# Excerpted text
Add into the mix the fact that all of us possess different "intelligences," according to famed Harvard developmental psychologist, Dr. Howard Gardner, the father of the multiple intelligence theory. According to his studies, there are actually eight different kinds of intelligences: bodily‐kinesthetic, interpersonal, verbal‐linguistic, logical‐mathematical, naturalistic, intrapersonal, visual‐spatial and musical. Whichever type of intelligence a person possesses also determines how he or she best learns new information.
Research indicates that visual-spatial intelligence is the most dominant type of the eight categories listed above. Dr. Laura Silverman, a researcher with the Gifted Child Development Center, determined that more than 60% of students learned best visually.
As you might imagine, visual-spatial individuals learn through what they see - and prefer a pictorial representation of facts and data. Some traits of visual learners include:
- Recalling colors, printed names and visual details
- Remembering faces, but not spoken names
- Thinking in mental pictures
- Experience difficulty with following long lectures or oral presentations
- Ability to recall information location on a page or in a book
In general, visual learning is becoming more and more the norm in the modern world no matter what type of intelligence a person might possess, as society in general is accelerating towards more visual interfaces. According to a report from the National Education Association,”Western civilization has become more dependent than ever on visual culture, visual artifacts, and visual communication as a mode of discourse and a means of developing a social and cultural identity.” And visual learning specialist Stuart J. Murphy describes today's “digital native” in this manner; "comfortable online, well‐versed in video games, eager consumers of graphic novels, young adults have become naturally reliant on the language of visuals to transmit and convey information.”

[Extracted records]
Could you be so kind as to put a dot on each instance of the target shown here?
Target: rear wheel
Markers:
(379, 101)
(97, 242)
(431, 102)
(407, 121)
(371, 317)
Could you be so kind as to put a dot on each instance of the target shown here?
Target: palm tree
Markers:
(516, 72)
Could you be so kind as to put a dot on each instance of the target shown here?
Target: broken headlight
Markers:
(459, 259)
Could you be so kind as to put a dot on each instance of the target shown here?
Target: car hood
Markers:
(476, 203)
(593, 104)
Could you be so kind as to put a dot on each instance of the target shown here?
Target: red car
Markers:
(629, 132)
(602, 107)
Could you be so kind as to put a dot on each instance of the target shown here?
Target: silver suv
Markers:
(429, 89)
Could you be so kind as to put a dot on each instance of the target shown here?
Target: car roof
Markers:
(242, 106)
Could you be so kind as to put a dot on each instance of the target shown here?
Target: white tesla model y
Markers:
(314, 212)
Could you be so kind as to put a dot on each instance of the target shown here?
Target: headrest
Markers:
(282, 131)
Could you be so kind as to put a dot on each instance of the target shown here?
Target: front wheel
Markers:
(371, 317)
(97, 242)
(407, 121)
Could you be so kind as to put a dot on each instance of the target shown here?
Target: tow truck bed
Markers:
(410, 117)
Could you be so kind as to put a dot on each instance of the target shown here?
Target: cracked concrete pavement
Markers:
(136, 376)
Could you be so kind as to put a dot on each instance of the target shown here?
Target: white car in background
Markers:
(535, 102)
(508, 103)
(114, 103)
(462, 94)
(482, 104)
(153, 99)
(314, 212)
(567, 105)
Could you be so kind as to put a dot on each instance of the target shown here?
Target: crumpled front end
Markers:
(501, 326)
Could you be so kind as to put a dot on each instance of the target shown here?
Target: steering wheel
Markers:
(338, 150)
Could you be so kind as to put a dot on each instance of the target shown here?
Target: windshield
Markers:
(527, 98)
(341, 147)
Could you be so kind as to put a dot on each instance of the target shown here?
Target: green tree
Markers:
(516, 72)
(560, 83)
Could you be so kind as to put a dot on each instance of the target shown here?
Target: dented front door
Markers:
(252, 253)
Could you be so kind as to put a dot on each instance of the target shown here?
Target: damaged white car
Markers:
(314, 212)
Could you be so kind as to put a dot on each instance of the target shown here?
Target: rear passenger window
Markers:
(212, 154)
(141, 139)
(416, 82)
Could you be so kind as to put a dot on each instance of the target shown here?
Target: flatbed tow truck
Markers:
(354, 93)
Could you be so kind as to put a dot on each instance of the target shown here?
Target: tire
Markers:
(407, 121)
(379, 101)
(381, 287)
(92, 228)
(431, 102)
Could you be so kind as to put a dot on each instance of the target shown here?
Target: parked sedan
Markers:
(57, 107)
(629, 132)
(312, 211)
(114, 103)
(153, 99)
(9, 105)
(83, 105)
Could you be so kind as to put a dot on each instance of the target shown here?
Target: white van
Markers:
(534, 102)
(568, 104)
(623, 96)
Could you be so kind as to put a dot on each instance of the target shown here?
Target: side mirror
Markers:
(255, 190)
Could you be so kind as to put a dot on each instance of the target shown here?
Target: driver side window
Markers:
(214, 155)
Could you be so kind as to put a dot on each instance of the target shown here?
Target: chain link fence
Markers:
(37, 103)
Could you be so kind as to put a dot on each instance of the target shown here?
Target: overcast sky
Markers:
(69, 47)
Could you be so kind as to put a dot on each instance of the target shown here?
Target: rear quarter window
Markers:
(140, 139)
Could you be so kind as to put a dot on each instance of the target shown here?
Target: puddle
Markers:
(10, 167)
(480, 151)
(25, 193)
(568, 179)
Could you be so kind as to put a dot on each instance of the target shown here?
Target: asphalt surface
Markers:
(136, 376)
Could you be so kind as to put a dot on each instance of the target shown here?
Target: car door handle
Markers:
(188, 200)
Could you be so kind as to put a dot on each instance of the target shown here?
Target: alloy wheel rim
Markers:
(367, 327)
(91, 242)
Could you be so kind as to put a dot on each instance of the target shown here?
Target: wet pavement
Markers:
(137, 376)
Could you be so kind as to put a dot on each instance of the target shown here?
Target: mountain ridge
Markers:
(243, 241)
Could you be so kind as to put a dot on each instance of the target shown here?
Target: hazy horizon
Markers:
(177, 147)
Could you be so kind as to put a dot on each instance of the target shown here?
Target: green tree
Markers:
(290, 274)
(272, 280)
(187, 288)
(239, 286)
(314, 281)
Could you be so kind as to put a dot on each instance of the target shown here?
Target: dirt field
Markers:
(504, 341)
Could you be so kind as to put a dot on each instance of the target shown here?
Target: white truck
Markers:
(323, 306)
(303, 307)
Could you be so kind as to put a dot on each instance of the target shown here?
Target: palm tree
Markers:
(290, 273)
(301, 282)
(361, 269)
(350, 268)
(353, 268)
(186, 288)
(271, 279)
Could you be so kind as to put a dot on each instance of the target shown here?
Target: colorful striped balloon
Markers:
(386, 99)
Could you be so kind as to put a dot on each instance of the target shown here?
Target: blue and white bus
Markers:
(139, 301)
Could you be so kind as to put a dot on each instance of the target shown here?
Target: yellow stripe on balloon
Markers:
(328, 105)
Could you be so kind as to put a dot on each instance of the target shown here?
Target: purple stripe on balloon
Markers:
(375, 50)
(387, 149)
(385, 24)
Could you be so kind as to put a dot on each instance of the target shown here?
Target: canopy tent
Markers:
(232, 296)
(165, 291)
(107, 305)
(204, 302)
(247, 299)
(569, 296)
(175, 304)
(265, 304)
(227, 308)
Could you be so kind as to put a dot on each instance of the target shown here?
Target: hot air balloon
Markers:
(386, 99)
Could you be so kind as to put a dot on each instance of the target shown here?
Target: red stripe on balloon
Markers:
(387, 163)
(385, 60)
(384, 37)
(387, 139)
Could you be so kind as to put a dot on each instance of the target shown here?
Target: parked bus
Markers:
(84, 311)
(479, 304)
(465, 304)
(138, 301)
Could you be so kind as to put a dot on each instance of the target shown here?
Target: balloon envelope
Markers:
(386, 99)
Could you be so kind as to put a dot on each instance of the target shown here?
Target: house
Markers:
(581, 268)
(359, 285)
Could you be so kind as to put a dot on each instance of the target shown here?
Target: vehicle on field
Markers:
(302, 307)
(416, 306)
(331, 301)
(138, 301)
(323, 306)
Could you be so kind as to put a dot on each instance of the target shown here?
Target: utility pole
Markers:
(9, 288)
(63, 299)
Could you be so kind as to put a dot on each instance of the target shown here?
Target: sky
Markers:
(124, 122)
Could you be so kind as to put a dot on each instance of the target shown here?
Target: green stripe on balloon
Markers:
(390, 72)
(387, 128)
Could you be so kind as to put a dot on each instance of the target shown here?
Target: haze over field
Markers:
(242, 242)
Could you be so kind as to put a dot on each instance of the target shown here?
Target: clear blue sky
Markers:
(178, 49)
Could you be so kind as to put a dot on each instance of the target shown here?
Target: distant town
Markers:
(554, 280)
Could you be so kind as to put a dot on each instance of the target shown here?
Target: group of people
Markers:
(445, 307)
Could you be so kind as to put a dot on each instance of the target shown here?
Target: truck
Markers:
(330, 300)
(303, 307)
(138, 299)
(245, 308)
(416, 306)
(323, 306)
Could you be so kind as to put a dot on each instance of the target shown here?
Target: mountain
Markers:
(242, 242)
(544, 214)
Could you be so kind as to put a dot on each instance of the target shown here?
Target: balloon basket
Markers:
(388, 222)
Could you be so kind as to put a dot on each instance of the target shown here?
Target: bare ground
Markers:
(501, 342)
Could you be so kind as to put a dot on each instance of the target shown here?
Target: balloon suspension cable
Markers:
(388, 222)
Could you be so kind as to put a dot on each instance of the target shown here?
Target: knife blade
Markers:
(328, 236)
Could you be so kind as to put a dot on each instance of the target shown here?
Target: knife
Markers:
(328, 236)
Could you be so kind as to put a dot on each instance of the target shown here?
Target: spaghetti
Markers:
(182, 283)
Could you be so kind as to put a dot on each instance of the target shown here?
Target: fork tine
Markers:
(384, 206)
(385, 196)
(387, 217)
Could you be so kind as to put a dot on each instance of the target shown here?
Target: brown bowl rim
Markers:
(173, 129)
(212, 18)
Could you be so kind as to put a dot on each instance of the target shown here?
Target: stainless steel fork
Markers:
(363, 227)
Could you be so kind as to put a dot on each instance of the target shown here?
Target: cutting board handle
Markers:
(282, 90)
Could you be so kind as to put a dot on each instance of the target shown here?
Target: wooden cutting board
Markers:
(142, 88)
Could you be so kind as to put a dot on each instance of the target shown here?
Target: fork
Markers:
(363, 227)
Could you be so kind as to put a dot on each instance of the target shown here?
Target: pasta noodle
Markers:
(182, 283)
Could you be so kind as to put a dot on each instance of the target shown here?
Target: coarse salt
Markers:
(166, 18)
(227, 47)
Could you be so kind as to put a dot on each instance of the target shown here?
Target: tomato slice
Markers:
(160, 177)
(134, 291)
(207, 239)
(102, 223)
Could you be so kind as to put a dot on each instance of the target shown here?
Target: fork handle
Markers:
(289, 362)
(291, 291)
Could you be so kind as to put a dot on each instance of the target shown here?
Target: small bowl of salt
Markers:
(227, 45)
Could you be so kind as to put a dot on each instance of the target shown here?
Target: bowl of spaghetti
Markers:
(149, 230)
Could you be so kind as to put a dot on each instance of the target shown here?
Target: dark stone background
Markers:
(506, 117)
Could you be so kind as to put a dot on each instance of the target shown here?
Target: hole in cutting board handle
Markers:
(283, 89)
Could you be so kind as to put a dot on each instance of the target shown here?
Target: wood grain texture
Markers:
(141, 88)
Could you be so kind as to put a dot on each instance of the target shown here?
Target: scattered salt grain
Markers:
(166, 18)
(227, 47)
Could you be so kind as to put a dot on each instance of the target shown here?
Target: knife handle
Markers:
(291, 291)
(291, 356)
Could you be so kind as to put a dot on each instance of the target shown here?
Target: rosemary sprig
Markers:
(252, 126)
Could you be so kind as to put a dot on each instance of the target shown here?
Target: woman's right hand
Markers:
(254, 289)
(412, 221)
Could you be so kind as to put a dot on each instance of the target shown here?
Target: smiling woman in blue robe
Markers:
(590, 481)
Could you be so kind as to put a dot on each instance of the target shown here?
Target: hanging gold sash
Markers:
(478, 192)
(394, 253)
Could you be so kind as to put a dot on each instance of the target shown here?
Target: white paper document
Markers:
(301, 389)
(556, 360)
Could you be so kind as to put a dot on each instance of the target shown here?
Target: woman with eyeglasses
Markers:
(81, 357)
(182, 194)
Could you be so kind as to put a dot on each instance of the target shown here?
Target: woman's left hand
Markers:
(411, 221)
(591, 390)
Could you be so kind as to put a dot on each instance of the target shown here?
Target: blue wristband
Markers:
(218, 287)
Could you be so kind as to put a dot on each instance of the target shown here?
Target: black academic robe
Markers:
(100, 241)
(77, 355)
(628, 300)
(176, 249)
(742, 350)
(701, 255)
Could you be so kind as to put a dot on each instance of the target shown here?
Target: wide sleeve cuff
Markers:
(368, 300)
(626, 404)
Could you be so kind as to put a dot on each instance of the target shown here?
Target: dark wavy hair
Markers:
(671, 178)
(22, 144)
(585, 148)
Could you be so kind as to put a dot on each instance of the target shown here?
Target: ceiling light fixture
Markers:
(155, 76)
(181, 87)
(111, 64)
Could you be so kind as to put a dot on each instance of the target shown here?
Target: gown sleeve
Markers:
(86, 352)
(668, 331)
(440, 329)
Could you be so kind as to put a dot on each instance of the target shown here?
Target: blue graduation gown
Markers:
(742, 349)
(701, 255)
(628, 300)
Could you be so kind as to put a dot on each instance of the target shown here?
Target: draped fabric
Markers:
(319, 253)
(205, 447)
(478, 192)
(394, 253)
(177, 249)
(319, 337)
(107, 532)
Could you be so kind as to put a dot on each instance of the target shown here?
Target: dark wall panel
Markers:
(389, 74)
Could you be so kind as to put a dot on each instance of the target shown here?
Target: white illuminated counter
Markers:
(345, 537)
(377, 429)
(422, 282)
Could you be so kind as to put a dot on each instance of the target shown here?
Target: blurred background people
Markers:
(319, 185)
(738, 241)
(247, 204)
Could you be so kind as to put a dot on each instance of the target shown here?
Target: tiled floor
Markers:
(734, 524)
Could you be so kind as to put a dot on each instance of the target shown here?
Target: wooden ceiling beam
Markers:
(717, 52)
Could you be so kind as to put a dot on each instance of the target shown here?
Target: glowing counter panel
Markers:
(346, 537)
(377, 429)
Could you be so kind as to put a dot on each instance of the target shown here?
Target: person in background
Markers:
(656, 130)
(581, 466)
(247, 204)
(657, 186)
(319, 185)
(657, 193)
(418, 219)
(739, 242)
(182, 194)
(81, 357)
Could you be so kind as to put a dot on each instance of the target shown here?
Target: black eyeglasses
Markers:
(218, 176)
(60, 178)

# Work to complete
Quote the passage on visual learning and multiple intelligences, starting with "Add into the" and going on through "learns new information.".

# Answer to this exercise
Add into the mix the fact that all of us possess different "intelligences," according to famed Harvard developmental psychologist, Dr. Howard Gardner, the father of the multiple intelligence theory. According to his studies, there are actually eight different kinds of intelligences: bodily‐kinesthetic, interpersonal, verbal‐linguistic, logical‐mathematical, naturalistic, intrapersonal, visual‐spatial and musical. Whichever type of intelligence a person possesses also determines how he or she best learns new information.